* [Exercise data]:

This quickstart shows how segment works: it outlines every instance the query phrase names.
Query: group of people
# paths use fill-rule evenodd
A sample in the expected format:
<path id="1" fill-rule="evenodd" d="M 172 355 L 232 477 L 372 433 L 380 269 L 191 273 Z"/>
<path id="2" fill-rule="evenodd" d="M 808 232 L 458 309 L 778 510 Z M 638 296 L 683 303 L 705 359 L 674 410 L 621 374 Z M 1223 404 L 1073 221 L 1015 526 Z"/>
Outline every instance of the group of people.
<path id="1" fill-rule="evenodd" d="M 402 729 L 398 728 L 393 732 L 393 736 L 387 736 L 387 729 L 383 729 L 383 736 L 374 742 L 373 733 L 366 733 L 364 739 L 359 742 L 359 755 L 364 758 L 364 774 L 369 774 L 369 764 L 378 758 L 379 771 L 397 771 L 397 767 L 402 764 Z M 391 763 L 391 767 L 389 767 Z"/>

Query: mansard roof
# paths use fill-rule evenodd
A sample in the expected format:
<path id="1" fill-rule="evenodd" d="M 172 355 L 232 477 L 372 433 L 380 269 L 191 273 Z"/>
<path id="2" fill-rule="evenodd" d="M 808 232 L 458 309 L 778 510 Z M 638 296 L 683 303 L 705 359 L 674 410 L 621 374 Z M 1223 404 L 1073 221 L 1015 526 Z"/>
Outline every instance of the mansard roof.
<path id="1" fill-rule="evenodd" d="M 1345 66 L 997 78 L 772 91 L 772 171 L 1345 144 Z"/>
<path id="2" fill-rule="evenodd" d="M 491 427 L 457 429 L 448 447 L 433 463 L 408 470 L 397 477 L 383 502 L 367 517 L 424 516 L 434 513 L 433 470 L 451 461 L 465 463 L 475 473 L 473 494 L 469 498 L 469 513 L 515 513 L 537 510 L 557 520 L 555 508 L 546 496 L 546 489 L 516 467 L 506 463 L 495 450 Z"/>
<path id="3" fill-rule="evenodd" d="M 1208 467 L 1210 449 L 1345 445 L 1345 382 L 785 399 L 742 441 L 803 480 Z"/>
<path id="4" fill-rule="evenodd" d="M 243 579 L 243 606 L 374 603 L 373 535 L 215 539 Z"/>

* [Exercise instructions]: Format every line of the rows above as a JSON list of strings, with one string per line and blank lines left out.

* [Exercise solution]:
[
  "This quickstart shows how segment works: it outlines every instance the query phrase names.",
  "Query: group of people",
  "# paths use fill-rule evenodd",
  "A sample in the expected format:",
  "<path id=\"1\" fill-rule=\"evenodd\" d=\"M 172 355 L 232 477 L 372 433 L 380 269 L 191 273 Z\"/>",
  "<path id=\"2\" fill-rule=\"evenodd\" d=\"M 808 232 L 458 309 L 778 510 Z M 638 296 L 683 303 L 705 359 L 674 410 L 621 374 Z M 1223 404 L 1073 221 L 1015 526 Z\"/>",
  "Outline every instance of the group of people.",
  "<path id=\"1\" fill-rule=\"evenodd\" d=\"M 402 729 L 398 728 L 393 732 L 393 736 L 387 736 L 387 729 L 383 729 L 383 736 L 374 742 L 373 733 L 366 733 L 364 739 L 359 742 L 359 755 L 364 758 L 364 774 L 369 774 L 369 764 L 378 758 L 379 771 L 397 771 L 397 767 L 402 764 Z M 391 763 L 391 767 L 389 767 Z\"/>",
  "Query: mansard roof",
  "# paths use fill-rule evenodd",
  "A sample in the expected format:",
  "<path id=\"1\" fill-rule=\"evenodd\" d=\"M 172 355 L 232 477 L 372 433 L 380 269 L 191 273 Z\"/>",
  "<path id=\"2\" fill-rule=\"evenodd\" d=\"M 808 232 L 458 309 L 778 510 Z M 638 296 L 683 303 L 705 359 L 674 410 L 621 374 Z M 1223 404 L 1073 221 L 1015 526 Z\"/>",
  "Outline every instance of the mansard roof.",
  "<path id=\"1\" fill-rule=\"evenodd\" d=\"M 1345 66 L 997 78 L 772 91 L 772 171 L 1345 144 Z\"/>",
  "<path id=\"2\" fill-rule=\"evenodd\" d=\"M 491 427 L 457 429 L 448 447 L 433 463 L 408 470 L 397 477 L 383 502 L 367 517 L 424 516 L 434 513 L 433 470 L 451 461 L 465 463 L 475 473 L 473 494 L 469 498 L 469 513 L 515 513 L 537 510 L 557 520 L 555 508 L 546 496 L 546 489 L 516 467 L 506 463 L 495 450 Z\"/>",
  "<path id=\"3\" fill-rule=\"evenodd\" d=\"M 1208 467 L 1210 449 L 1345 445 L 1345 382 L 785 399 L 742 441 L 803 480 Z\"/>",
  "<path id=\"4\" fill-rule=\"evenodd\" d=\"M 243 579 L 243 606 L 374 603 L 373 535 L 215 539 Z\"/>"
]